-- Start PROVIDED TEXT --

Likewise, there is no doubt about that a number of insights, techniques and some useful results have been achieved in the field over years that are of real interest, inspiration and insight for linguists, such as machine translation, to name just one field (which in itself took decades to get to its present and limited state while linguists have always been behind this). Due to its different orientation, more linguistic in character, it is also evident that corpus linguistics is no longer a mere branch of computational linguistics, although there is a lot of overlapping and mutual inspiration. The praise along these lines is not difficult to formulate but are we really after praise and feeling of self-satisfaction only?

However, despite a considerable progress recorded here, some of real problems that seem to be of importance persist and new ones have emerged. In what follows, some of these are summarized and presented in a special and, perhaps, idiosyncratic list of problems which I choose to call commandments because of their urgent nature. In an attempt to sum up in a terse and perhaps somewhat aphoristic form, some of the most salient aspects, characteristic of the present state of affairs, which is based on sobering and often disconcerting experience of recent years, are offered here in a nutshell, followed by comments. Technically, this contribution happens to be a build-up and modification of a similar but much smaller list and survey published five years ago (Čermák 2002).

(1) Garbage in, garbage out.

A Comment: This is an old, general and, hopefully, broadly accepted experience and re-interpreted knowledge, having, in the case of corpora, a number of implications related to data and their treatment. One cannot expect reasonable and useful results from bad data fed into computer either because of their skewed nature and because they are not representative of the phenomenon to be described or simply because they are not sufficient. A special case of the latter is a wanton choice of data, artificially cut off from other although these are interconnected. This leads to another point. To make things worse, once a clumsy query or a badly formulated algorithm is used the results one may get may be ever more useless.

(2) The more data the better. But there is never enough data to help solve everything.

A Comment: This points to a need for more and also alternative resources, such as spoken data. However, one has to discern between data proper and their necessary contexts. Some language phenomena, even words, are quite rare and require a lot of recorded occurrences, should a decent description be achieved, while on the other hand some data are to be found in special types of texts only, including real spoken data. However, once having, perhaps, enough data, you are faced with a rather different challenge. You will never get at the meaning hidden behind form directly, its elusiveness being often a source of vexation. To get a help, you will have to resort to larger contexts, often extralinguistic in nature, use your power of introspection and knowledge of the rules of ellipsis, etc. The worst type of this is found in spontaneous spoken data not provided, as a rule, by external contexts. Hence, the call for maximum data is also an expression of hope to find help there.

A Corollary: A popular blunder committed over and over again is to believe that once we are dealing with written texts (which are so easy to come by) we are dealing with the whole language.

For a number of reasons, historical and informational, the truest form of language is the spoken (spontaneous) language. In this, true linguistics, including corpus linguisticts, has just barely started and the lack of this kind of data is appaling.

(3) The best and really true information comes from direct data.

-- End PROVIDED TEXT --

Continue the corpus linguistics text above from its last sentence, keeping its style and structure.

-- Start DATA SHOWN --

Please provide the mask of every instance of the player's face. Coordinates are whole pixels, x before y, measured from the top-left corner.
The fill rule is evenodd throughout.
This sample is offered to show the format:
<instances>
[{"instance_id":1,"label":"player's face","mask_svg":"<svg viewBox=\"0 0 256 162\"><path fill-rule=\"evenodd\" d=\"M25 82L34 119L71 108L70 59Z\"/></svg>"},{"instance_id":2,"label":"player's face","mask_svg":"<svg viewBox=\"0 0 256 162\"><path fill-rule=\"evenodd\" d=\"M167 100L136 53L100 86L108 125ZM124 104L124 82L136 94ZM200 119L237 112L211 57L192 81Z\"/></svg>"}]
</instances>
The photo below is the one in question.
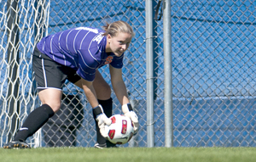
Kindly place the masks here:
<instances>
[{"instance_id":1,"label":"player's face","mask_svg":"<svg viewBox=\"0 0 256 162\"><path fill-rule=\"evenodd\" d=\"M108 42L110 50L108 52L112 52L116 56L119 57L128 49L131 41L131 36L128 33L119 32L115 36L108 35Z\"/></svg>"}]
</instances>

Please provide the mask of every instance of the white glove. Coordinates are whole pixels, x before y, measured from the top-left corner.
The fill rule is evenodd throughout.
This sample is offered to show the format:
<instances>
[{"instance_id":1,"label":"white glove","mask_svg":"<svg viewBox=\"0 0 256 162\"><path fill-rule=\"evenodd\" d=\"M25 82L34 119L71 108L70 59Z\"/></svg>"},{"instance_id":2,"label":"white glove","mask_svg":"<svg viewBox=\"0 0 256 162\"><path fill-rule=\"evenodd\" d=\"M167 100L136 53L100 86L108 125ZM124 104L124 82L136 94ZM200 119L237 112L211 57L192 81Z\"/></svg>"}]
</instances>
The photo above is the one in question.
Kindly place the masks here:
<instances>
[{"instance_id":1,"label":"white glove","mask_svg":"<svg viewBox=\"0 0 256 162\"><path fill-rule=\"evenodd\" d=\"M128 118L131 119L131 120L133 124L134 134L137 134L138 131L138 127L139 127L138 117L135 114L135 112L132 110L132 107L131 107L131 103L124 104L122 106L122 111L123 111L125 116L127 116Z\"/></svg>"},{"instance_id":2,"label":"white glove","mask_svg":"<svg viewBox=\"0 0 256 162\"><path fill-rule=\"evenodd\" d=\"M93 109L94 114L96 115L96 121L98 123L100 132L102 136L105 138L108 137L108 133L105 131L105 126L111 125L112 120L106 116L106 115L103 112L102 105L98 105L97 107Z\"/></svg>"}]
</instances>

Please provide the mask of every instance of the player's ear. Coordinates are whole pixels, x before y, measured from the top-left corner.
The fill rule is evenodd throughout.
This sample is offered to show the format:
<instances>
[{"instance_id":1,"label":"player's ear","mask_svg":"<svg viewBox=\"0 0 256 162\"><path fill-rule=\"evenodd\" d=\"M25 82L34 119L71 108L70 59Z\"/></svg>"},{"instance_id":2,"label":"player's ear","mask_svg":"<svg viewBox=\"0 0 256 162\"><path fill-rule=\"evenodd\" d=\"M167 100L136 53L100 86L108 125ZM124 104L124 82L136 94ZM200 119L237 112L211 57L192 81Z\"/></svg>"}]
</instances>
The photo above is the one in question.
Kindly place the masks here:
<instances>
[{"instance_id":1,"label":"player's ear","mask_svg":"<svg viewBox=\"0 0 256 162\"><path fill-rule=\"evenodd\" d=\"M110 34L108 34L108 35L107 35L107 39L108 39L108 40L111 40L111 38L112 38L112 36L110 36Z\"/></svg>"}]
</instances>

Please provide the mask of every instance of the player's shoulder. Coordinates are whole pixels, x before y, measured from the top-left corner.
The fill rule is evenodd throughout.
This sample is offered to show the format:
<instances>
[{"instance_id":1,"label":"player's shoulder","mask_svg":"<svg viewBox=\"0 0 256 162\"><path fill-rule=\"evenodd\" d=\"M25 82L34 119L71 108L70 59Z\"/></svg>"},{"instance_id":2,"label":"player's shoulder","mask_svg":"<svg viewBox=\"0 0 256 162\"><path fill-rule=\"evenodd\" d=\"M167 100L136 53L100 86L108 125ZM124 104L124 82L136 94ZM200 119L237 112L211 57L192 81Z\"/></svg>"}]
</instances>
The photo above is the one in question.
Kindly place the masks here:
<instances>
[{"instance_id":1,"label":"player's shoulder","mask_svg":"<svg viewBox=\"0 0 256 162\"><path fill-rule=\"evenodd\" d=\"M102 32L102 30L95 28L95 27L90 27L90 26L80 26L80 27L76 27L73 28L75 31L90 31L95 34L99 34Z\"/></svg>"}]
</instances>

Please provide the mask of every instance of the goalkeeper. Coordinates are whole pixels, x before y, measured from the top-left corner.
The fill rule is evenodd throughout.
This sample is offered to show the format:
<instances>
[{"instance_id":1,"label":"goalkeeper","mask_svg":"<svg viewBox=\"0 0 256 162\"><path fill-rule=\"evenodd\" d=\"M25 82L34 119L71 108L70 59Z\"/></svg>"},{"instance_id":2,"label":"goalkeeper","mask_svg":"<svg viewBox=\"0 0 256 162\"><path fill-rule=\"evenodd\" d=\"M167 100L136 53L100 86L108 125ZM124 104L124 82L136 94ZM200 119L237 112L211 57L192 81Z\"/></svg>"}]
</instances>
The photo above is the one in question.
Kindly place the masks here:
<instances>
[{"instance_id":1,"label":"goalkeeper","mask_svg":"<svg viewBox=\"0 0 256 162\"><path fill-rule=\"evenodd\" d=\"M121 20L107 23L103 29L77 27L44 37L37 44L32 68L42 105L29 114L13 141L3 148L30 148L26 138L60 109L67 79L84 89L93 108L97 133L95 147L114 147L106 140L105 131L105 126L111 124L111 89L98 71L106 64L109 64L111 83L123 113L131 118L135 132L137 131L138 119L129 103L122 79L124 52L134 32L130 25Z\"/></svg>"}]
</instances>

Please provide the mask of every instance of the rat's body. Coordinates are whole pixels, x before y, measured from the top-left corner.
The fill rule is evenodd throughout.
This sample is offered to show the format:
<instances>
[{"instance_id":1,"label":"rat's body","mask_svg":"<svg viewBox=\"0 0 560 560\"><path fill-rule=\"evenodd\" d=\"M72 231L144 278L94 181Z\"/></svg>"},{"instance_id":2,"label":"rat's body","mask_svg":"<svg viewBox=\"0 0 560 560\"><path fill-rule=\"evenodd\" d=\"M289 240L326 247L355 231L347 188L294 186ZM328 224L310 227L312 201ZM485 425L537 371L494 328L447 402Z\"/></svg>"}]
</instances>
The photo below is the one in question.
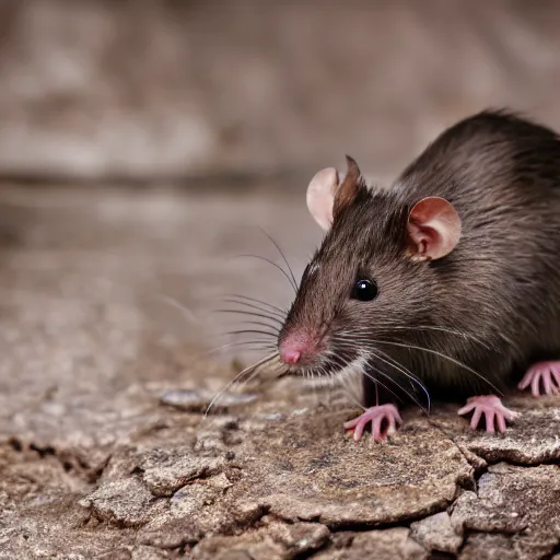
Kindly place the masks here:
<instances>
[{"instance_id":1,"label":"rat's body","mask_svg":"<svg viewBox=\"0 0 560 560\"><path fill-rule=\"evenodd\" d=\"M340 185L334 170L317 174L307 200L328 233L279 338L295 373L358 369L425 404L412 375L431 394L469 397L511 387L535 360L560 360L560 139L551 130L481 113L442 133L392 188L368 188L349 160ZM524 381L534 394L540 381L556 393L559 362ZM375 383L364 387L364 405L377 404ZM497 397L491 406L477 398L462 409L475 409L474 424L487 412L500 430L513 419Z\"/></svg>"}]
</instances>

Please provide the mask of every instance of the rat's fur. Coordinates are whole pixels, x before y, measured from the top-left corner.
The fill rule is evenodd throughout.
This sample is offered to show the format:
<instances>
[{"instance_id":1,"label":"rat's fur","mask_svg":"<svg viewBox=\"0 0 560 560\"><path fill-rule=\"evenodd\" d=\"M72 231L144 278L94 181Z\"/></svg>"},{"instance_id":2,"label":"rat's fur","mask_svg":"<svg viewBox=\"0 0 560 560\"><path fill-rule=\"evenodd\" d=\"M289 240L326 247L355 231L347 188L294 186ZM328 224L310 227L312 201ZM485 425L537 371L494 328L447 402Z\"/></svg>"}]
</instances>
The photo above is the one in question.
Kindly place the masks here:
<instances>
[{"instance_id":1,"label":"rat's fur","mask_svg":"<svg viewBox=\"0 0 560 560\"><path fill-rule=\"evenodd\" d=\"M469 396L511 386L512 372L535 358L560 358L556 132L483 112L444 131L393 188L357 183L335 201L280 334L322 335L318 357L294 373L336 375L368 363L369 375L419 399L407 371L431 393ZM407 256L406 224L429 196L453 205L462 235L445 257L418 262ZM375 300L350 299L359 276L376 281Z\"/></svg>"}]
</instances>

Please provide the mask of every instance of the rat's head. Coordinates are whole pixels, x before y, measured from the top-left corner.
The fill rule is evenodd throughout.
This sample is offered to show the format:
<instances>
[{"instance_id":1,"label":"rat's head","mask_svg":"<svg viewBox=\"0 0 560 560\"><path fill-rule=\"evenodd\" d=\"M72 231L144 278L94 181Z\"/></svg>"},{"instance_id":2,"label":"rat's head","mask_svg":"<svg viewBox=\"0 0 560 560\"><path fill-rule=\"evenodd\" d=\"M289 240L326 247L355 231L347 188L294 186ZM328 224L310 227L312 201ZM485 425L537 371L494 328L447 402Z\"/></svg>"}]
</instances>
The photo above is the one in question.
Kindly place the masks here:
<instances>
[{"instance_id":1,"label":"rat's head","mask_svg":"<svg viewBox=\"0 0 560 560\"><path fill-rule=\"evenodd\" d=\"M280 359L295 374L335 375L389 350L380 342L406 340L409 327L429 324L438 306L430 261L460 236L450 202L407 203L396 190L374 191L347 160L342 180L326 168L307 188L307 207L326 236L278 339Z\"/></svg>"}]
</instances>

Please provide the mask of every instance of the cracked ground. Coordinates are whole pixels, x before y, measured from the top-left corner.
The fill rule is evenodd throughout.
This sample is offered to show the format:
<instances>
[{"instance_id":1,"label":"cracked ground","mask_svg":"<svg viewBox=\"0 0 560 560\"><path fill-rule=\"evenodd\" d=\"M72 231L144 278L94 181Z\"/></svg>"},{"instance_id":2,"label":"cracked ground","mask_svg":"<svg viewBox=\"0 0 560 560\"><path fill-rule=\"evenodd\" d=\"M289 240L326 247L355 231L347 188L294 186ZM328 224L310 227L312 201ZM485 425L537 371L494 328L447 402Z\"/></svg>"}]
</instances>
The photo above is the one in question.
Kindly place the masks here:
<instances>
[{"instance_id":1,"label":"cracked ground","mask_svg":"<svg viewBox=\"0 0 560 560\"><path fill-rule=\"evenodd\" d=\"M505 436L408 409L385 445L298 380L205 417L262 355L207 352L250 340L224 336L250 327L223 298L290 302L238 257L281 261L260 228L301 273L319 240L302 189L0 190L0 558L558 560L558 399L513 393Z\"/></svg>"}]
</instances>

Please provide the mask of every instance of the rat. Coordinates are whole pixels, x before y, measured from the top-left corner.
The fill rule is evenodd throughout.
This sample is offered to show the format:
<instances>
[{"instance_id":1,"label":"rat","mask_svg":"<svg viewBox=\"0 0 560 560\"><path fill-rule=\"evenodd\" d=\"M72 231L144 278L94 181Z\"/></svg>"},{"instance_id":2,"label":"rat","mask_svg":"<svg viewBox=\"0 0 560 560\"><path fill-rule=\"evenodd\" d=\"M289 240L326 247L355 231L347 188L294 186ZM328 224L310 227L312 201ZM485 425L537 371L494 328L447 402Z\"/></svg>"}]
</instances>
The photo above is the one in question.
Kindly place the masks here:
<instances>
[{"instance_id":1,"label":"rat","mask_svg":"<svg viewBox=\"0 0 560 560\"><path fill-rule=\"evenodd\" d=\"M470 427L503 433L518 378L560 393L560 138L517 114L483 110L443 131L389 188L347 156L311 180L306 202L325 236L278 336L291 374L358 372L382 442L397 401L466 398ZM380 399L384 395L384 400ZM429 402L429 401L428 401Z\"/></svg>"}]
</instances>

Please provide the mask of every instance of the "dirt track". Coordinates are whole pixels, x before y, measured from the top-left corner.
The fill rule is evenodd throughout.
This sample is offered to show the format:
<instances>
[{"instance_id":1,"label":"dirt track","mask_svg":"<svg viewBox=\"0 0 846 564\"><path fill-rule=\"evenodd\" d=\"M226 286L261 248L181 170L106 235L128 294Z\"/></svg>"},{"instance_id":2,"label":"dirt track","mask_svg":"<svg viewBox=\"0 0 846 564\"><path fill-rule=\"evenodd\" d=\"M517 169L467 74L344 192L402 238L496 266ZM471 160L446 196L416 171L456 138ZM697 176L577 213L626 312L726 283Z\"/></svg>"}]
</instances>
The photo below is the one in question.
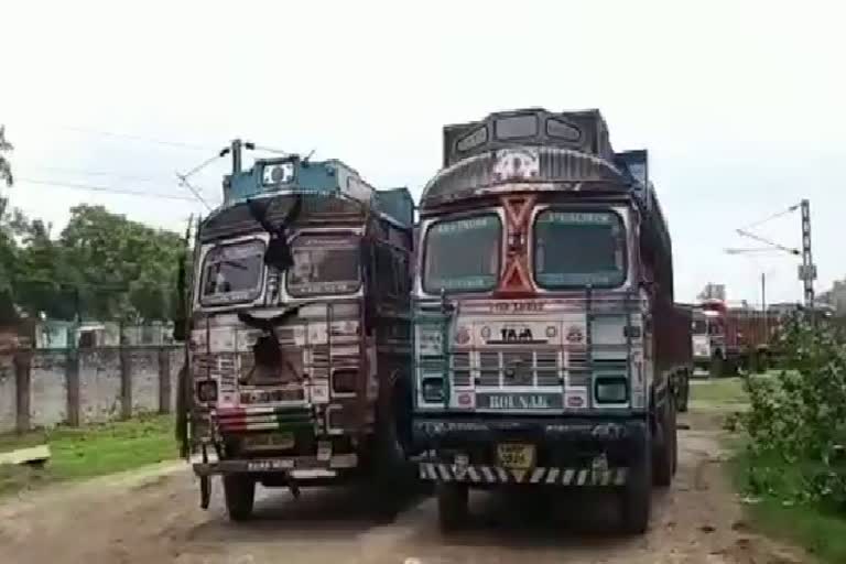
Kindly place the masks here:
<instances>
[{"instance_id":1,"label":"dirt track","mask_svg":"<svg viewBox=\"0 0 846 564\"><path fill-rule=\"evenodd\" d=\"M795 563L805 562L746 530L719 467L714 417L682 419L680 470L657 490L643 538L601 533L601 499L585 503L478 494L468 531L443 536L433 499L413 501L379 524L356 490L259 490L257 519L227 521L216 484L209 511L194 479L163 466L0 502L0 563ZM588 516L589 513L596 513ZM589 519L588 519L589 518ZM592 521L590 527L584 522ZM579 525L581 523L581 525Z\"/></svg>"}]
</instances>

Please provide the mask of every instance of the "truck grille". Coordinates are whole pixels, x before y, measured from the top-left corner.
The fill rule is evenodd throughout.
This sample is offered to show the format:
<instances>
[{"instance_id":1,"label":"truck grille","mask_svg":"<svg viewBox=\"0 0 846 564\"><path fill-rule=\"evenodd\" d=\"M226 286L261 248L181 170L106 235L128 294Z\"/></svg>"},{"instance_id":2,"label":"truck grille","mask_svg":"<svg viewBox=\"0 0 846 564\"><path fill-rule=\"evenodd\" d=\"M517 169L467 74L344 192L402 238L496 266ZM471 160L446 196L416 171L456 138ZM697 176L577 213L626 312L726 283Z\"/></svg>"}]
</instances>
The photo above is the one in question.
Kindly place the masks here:
<instances>
[{"instance_id":1,"label":"truck grille","mask_svg":"<svg viewBox=\"0 0 846 564\"><path fill-rule=\"evenodd\" d=\"M475 383L490 388L561 386L561 357L556 350L480 351Z\"/></svg>"}]
</instances>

-- End DATA SHOWN --

ANSWER TO THE PROBLEM —
A Comment: There is always the alternative of pure unadulterated texts, forms devoid of any annotation, which many people are extremely afraid of, pretending these are not sufficient for their goals, while, in fact, they do not know how to best handle them. The other alternative, annotation, now offered as the primary solution, is, to a varying extent, always biased and adulterates both the data input and results obtained. Hence, annotated texts should always be viewed as an alternative only, although a fast and popular one. Fast may often mean superficial, simplified, or, distorted, however.

A Corollary:Don´t sneer at plain text corpora, since many kinds of information is to be got only from them. Linguistically, tagged texts are always a problem and a great misleader. Much of textual information is lost by tagging and lemmatisation; moreover, certain semantic collocational and other aspects, being found with word forms only, do not obtain with their lemmas. Computational linguists seem to be obssessed by ever improving their tagging and lemmatization scores but forget to measure the degree of information loss because of this. Perhaps, they do not know how to do it, provided they recognize this as a problem. Any markup is an additional information only and there might be as many markups of the same corpus as there are people available and willing to do it. The result, should this be undertaken, will be an array of rather different views while the language behind remains the same.

Another Corollary:Data are sacrosanct and should not be tampered with, even with the best of intentions. Yet, some computer people find odd text mistakes, seeming misspellings etc. so tempting that they are inclined to „improve“ the bad and naughty data to fit their nice little programmes better. There is always a reason for this quality of data, most often because we are dealing with natural language which is imperfect by definition. In fact, we will never know for certain how much tampering the plain data, once they left the author, have gone through, because of too dilligent, idiosyncratic editors, censors, programme failures etc.

One of Murphy´s laws puts this rather succinctly: In nature, nothing is ever right. Therefore, if everything is going right ... something is wrong. Naive and at the same time dangerous people endorsing this view may look upon the first part of the law as a justification for what they are about to do, while it is the second part that a real linguist should take seriously, both as a principle and a warning.

To widen the gap between plain and annotated data even more, one should remind oneself, as many corpus lexicographers do now for some time, that much of sense and meaning of words is associated with specific word forms or their combinations only, and cannot be generalized to lemmas.

(4) Representativeness of a corpus is possible and, in fact, advisable, being always related to a goal.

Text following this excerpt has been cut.